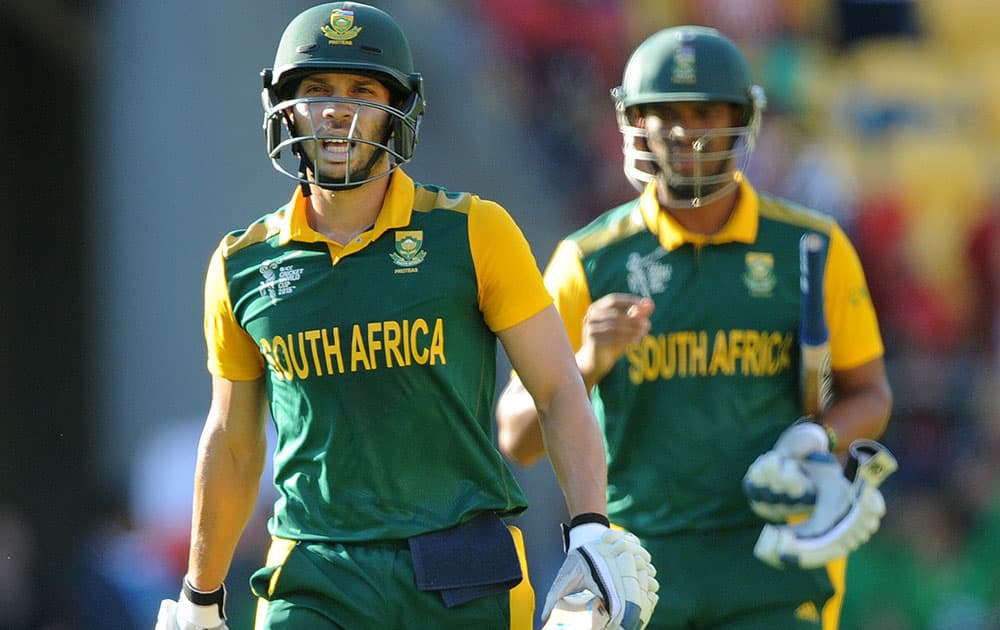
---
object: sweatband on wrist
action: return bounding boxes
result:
[182,577,227,621]
[569,512,610,529]
[561,512,611,550]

════════

▶ **EXERCISE DESCRIPTION**: Across the whole listing, reproduce each line verbatim and exclude every picture.

▶ **WRITTEN REPLY**:
---
object: sweatband on wrist
action: return bounding boxes
result:
[182,577,227,621]
[569,512,610,529]
[561,512,611,550]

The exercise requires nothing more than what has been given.